ARBEITSAUFTRAG 1:
Zeige alle Zeilen aus den Datensätzen unten, in denen die Zeichenfolge „cross“ vorkommt. Groß- und Kleinschreibung ist dabei zu beachten.

SEITE:
Kategorie(n): Medien, Nachrichten, Politik
Da ist er. Der Blick hinter die Nachrichten. Das Schlüsselloch in den Maschinenraum des Flaggschiffs des deutschen Nachrichten-Journalismus. Der Blog, den der Chef zum Großteil noch selbst schreibt und der genau deshalb einen ganz eigenen Reiz entfaltet: Der Tagesschau-Blog.
Dr. Kai Gniffke, seines Zeichens Erster Chefredakteur von ARD-aktuell, schreibt, was rund um die allseits bekannten TV- und Web-Formate von „Tagesschau“ über „Tagesthemen“ bis hin zur „Tagsschau in 100 Sekunden“ noch von Interesse sein könnte. Nun mag man einwenden: Wie jetzt? Noch mehr Infos aus dem Laden, der sowieso den ganzen Tag aus allen medialen Rohren mit Neuigkeiten und Informationen um sich schießt? Echt?
Antwort: Ja!

ARBEITSAUFTRAG 2:
Fasse den Absatz der Seite über den Tagesschau-Blog, der mit „Dr. Kai Gniffke“ beginnt, als kurze Stichpunktliste zusammen und behalte dabei seine wesentlichen Aussagen bei.

DATENSÄTZE:
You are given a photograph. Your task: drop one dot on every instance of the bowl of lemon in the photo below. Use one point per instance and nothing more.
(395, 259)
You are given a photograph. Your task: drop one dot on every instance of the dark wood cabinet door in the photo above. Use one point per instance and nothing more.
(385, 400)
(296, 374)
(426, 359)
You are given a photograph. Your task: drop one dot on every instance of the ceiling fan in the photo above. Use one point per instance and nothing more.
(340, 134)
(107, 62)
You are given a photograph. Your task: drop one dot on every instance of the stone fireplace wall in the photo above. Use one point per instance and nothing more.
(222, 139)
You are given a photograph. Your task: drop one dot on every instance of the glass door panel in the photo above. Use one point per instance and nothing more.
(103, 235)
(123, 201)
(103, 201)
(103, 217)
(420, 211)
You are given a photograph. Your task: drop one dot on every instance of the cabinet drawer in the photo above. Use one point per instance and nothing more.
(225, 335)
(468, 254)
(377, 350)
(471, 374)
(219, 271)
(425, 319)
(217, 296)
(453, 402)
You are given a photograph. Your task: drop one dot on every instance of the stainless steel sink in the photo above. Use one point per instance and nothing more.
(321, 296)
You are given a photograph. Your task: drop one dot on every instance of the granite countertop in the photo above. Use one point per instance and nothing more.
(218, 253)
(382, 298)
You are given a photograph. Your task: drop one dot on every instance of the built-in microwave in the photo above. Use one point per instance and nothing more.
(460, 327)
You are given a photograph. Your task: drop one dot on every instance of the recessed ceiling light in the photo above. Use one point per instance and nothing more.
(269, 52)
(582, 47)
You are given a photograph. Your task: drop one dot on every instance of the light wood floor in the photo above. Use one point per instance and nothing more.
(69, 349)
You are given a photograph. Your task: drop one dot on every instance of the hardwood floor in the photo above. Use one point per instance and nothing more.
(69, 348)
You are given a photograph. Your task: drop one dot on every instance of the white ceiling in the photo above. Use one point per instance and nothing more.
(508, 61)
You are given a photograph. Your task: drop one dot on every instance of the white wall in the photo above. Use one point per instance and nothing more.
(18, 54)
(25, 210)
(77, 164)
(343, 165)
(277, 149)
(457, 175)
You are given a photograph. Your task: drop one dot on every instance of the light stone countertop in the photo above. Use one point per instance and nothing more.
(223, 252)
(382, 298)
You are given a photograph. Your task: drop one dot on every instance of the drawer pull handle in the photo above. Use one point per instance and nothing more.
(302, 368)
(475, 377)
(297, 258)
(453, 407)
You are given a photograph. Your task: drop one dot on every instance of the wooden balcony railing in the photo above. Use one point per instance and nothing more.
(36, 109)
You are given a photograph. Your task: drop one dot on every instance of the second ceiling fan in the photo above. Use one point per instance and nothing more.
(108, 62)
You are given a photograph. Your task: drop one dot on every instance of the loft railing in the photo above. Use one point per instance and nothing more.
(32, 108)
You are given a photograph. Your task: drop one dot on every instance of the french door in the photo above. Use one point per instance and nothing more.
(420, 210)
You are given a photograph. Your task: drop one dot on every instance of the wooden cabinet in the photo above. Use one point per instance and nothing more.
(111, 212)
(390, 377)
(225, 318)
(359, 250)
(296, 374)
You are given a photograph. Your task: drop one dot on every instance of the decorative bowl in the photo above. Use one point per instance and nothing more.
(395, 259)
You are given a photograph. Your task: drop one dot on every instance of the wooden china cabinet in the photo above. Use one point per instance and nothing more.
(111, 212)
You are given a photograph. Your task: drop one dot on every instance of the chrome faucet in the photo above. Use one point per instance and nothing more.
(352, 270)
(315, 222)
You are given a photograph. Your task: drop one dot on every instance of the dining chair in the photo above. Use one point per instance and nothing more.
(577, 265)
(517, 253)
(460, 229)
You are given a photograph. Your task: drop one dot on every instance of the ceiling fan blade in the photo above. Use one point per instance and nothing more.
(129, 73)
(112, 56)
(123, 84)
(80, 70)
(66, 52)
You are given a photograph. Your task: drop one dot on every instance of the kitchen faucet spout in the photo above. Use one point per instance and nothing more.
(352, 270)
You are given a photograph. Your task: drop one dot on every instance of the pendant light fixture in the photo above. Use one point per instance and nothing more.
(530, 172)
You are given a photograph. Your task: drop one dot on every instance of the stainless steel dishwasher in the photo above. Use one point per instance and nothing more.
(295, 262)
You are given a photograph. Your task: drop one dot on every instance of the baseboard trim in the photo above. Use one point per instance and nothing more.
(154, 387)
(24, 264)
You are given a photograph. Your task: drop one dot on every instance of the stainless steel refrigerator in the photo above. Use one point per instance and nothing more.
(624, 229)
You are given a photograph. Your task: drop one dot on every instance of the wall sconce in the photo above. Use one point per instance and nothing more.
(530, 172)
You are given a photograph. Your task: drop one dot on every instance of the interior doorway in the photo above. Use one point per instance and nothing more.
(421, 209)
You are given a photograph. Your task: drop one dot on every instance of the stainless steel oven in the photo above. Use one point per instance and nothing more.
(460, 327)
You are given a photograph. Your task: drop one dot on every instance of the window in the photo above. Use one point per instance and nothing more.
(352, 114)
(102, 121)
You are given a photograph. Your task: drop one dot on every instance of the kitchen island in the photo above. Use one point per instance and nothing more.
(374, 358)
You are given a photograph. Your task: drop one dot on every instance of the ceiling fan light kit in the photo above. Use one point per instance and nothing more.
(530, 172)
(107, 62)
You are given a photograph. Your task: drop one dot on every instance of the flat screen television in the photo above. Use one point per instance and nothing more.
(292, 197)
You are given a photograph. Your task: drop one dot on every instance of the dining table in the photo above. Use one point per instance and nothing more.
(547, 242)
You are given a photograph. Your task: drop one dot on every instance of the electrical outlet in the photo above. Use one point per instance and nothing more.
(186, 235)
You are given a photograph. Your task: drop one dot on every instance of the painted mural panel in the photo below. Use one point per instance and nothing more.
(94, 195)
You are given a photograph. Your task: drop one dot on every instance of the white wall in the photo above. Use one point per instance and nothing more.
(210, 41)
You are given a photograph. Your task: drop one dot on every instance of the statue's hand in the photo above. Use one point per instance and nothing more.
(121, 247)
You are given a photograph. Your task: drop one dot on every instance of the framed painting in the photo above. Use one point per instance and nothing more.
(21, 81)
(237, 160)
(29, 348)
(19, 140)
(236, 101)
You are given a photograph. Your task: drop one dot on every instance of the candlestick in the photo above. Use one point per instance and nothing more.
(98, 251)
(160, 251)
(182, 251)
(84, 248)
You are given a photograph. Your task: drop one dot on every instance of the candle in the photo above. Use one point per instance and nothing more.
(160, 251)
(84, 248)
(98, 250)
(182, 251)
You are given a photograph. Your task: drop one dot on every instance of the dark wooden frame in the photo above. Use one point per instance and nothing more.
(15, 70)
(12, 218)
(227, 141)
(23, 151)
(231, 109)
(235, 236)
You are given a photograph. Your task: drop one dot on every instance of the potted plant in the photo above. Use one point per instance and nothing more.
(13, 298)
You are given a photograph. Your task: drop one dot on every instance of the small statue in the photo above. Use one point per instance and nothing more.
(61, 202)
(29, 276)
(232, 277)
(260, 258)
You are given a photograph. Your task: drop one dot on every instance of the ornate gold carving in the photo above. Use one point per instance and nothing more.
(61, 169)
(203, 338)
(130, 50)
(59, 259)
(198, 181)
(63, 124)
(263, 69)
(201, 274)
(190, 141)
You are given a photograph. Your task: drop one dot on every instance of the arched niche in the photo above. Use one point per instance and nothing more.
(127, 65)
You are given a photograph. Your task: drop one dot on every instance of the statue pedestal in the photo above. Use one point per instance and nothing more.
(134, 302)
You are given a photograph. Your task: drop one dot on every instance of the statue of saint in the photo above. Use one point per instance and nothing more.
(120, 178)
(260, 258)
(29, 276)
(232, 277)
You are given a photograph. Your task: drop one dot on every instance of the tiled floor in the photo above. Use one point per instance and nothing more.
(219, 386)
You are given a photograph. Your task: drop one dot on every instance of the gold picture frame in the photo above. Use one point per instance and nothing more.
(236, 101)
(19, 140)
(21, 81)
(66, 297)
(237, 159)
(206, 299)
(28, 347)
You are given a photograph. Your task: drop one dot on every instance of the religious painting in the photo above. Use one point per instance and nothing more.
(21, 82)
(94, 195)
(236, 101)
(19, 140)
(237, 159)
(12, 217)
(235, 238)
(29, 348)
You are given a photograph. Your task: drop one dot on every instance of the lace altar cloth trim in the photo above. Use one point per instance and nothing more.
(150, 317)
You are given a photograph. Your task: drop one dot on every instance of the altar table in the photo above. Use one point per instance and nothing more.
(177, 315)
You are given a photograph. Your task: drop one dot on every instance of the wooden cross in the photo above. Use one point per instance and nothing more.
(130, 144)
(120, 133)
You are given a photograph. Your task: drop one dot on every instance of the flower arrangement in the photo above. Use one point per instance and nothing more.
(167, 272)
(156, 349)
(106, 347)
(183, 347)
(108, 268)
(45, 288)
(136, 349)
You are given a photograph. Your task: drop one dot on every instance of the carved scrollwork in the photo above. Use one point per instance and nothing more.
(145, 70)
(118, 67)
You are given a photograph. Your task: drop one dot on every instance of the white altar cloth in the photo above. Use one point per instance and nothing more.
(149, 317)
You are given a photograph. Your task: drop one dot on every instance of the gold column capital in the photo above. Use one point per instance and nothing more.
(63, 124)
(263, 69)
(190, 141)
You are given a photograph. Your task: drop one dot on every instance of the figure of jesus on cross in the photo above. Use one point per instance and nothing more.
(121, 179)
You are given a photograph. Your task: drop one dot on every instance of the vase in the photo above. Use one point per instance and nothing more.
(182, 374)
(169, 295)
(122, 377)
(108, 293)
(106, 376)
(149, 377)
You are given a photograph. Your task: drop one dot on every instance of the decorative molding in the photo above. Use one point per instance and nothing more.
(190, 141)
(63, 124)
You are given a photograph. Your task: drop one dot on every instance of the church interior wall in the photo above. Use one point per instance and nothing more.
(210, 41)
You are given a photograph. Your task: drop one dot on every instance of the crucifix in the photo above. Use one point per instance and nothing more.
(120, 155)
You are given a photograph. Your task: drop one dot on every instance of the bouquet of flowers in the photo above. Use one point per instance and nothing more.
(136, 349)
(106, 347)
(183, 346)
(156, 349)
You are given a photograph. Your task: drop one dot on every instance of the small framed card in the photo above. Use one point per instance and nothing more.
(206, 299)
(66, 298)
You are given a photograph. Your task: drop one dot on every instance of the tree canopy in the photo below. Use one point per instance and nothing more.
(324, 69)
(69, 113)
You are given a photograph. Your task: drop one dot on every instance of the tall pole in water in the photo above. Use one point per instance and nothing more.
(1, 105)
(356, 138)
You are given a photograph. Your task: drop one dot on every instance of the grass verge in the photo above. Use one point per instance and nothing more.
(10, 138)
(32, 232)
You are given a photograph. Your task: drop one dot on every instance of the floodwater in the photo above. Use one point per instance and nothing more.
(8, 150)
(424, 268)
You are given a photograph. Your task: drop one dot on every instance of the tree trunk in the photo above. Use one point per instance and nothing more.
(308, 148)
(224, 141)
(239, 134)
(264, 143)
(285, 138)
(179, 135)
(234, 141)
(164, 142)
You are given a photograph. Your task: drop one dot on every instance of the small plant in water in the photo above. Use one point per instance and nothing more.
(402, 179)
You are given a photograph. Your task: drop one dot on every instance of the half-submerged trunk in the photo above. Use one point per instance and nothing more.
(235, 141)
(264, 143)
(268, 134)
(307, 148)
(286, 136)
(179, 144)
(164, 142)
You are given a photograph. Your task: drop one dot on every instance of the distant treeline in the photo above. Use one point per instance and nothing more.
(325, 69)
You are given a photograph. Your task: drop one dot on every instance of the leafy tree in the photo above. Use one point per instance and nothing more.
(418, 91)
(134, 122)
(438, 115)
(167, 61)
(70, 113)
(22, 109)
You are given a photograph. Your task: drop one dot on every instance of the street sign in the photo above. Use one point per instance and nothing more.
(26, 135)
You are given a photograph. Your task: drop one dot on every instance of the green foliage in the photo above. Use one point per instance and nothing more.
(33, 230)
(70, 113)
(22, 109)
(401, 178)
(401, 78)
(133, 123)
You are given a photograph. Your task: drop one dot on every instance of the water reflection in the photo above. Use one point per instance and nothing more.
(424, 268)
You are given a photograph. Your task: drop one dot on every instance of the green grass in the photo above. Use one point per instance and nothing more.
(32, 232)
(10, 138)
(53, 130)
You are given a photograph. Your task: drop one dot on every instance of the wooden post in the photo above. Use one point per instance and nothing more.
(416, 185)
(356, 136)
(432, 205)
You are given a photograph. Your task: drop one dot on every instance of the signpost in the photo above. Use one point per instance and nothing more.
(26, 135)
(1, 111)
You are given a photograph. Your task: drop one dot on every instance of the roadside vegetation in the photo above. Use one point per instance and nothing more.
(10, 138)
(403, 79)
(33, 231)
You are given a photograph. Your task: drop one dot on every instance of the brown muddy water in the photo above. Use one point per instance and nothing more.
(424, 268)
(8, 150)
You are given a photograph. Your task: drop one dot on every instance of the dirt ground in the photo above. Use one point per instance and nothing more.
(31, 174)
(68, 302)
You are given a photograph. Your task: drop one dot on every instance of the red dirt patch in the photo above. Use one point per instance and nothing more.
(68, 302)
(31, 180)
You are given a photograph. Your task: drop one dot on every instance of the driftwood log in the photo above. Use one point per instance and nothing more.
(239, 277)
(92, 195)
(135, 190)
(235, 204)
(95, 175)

SCHRIFTLICHE ANTWORT 1:
You are given a photograph. Your task: drop one dot on every instance of the wooden cross in the photo above. Use one point per instance and nothing more.
You are given a photograph. Your task: drop one dot on every instance of the figure of jesus on cross in the photo above. Use one point per instance and nothing more.

SCHRIFTLICHE ANTWORT 2:
- Autor: Dr. Kai Gniffke, Erster Chefredakteur von ARD-aktuell
- Inhalt: Dinge, die rund um die bekannten TV- und Web-Formate noch von Interesse sein könnten, von „Tagesschau“ über „Tagesthemen“ bis zum 100-Sekunden-Format
- Möglicher Einwand: Braucht es noch mehr Informationen von einer Redaktion, die ohnehin den ganzen Tag über alle Medienkanäle Neuigkeiten verbreitet?